>> start Material provided

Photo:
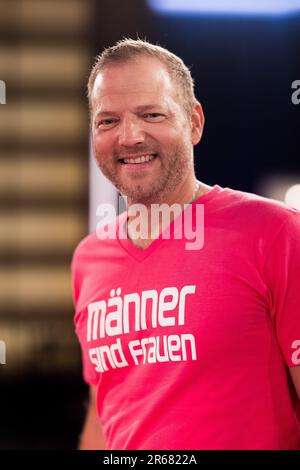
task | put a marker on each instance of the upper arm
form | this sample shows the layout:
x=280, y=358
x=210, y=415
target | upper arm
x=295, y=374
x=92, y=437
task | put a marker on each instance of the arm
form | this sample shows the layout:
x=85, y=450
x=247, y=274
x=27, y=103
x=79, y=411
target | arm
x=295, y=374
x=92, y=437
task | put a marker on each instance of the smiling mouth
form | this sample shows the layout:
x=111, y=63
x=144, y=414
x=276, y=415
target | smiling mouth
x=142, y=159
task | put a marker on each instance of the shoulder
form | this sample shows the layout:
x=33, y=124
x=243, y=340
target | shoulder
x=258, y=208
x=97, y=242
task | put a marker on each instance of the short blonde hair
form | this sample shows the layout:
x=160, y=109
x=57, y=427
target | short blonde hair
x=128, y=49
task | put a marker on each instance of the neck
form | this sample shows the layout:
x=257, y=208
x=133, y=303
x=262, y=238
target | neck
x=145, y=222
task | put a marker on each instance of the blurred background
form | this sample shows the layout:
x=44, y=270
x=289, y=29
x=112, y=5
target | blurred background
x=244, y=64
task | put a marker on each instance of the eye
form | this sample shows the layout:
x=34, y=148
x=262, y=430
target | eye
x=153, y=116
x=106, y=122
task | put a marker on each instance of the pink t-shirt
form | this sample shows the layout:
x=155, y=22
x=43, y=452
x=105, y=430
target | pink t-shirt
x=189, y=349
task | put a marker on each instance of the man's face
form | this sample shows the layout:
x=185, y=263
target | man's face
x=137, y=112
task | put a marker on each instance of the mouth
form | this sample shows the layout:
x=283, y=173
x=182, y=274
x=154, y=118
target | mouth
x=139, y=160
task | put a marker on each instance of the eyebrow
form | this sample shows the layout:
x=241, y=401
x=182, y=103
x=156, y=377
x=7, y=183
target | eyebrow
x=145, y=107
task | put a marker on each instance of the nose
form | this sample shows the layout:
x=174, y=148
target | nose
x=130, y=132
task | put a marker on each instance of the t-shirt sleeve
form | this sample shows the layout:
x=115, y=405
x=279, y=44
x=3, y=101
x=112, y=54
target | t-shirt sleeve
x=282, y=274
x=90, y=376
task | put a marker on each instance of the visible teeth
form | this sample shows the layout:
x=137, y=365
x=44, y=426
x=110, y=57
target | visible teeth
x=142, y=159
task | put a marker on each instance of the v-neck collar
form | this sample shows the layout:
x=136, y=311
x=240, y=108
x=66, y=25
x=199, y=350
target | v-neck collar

>> end Material provided

Exercise directions: Please retype all of the records above word for word, leaving the pictures out.

Response:
Photo:
task | put a marker on each instance of the upper arm
form | this sample shows the layout:
x=280, y=358
x=210, y=415
target | upper arm
x=295, y=374
x=92, y=437
task | put a marker on each instance of the arm
form | this sample shows the layout:
x=85, y=450
x=247, y=274
x=27, y=103
x=79, y=411
target | arm
x=295, y=374
x=92, y=437
task | put a marker on each instance of the smiling mouth
form | this sample shows the layout:
x=111, y=63
x=144, y=414
x=276, y=415
target | smiling mouth
x=142, y=159
task | put a marker on each instance of the shoulder
form | this sample shows the layout:
x=33, y=124
x=243, y=340
target | shoulder
x=258, y=208
x=97, y=242
task | put a marker on each instance of the short blonde hair
form | this sample shows the layout:
x=160, y=109
x=57, y=427
target | short blonde hair
x=128, y=49
task | put a marker on each instance of the neck
form | this sample shows the layout:
x=257, y=208
x=133, y=303
x=262, y=238
target | neck
x=145, y=222
task | put a marker on each instance of the blurred background
form | this sample shows the layout:
x=44, y=270
x=289, y=29
x=112, y=5
target | blurred background
x=244, y=64
task | put a marker on each instance of the eye
form | this sample shows the layout:
x=34, y=148
x=262, y=430
target | eye
x=153, y=116
x=106, y=122
task | put a marker on each instance of the pink t-shirt
form | this sample shows the layout:
x=155, y=22
x=43, y=452
x=105, y=430
target | pink t-shirt
x=189, y=349
task | put a marker on each instance of the man's face
form | this sample shows the layout:
x=185, y=263
target | man's face
x=137, y=112
task | put a marker on each instance of the mouth
form | this sample shows the layout:
x=283, y=173
x=182, y=274
x=154, y=118
target | mouth
x=139, y=160
task | put a marker on each instance of the eyebrow
form | this sample shows the layout:
x=241, y=401
x=182, y=103
x=156, y=377
x=7, y=183
target | eyebrow
x=145, y=107
task | put a marker on each instance of the nose
form | this sample shows the layout:
x=174, y=148
target | nose
x=130, y=132
task | put a marker on each instance of the t-shirt sleeve
form | this sample shows the layout:
x=115, y=405
x=279, y=44
x=3, y=101
x=112, y=54
target | t-shirt sleeve
x=282, y=274
x=90, y=376
task | put a marker on each instance of the visible teeth
form | this sample shows the layout:
x=137, y=365
x=44, y=426
x=110, y=57
target | visible teeth
x=142, y=159
task | put a marker on each instance of the v-neck collar
form | this sample shows the layout:
x=136, y=311
x=240, y=108
x=66, y=25
x=199, y=350
target | v-neck collar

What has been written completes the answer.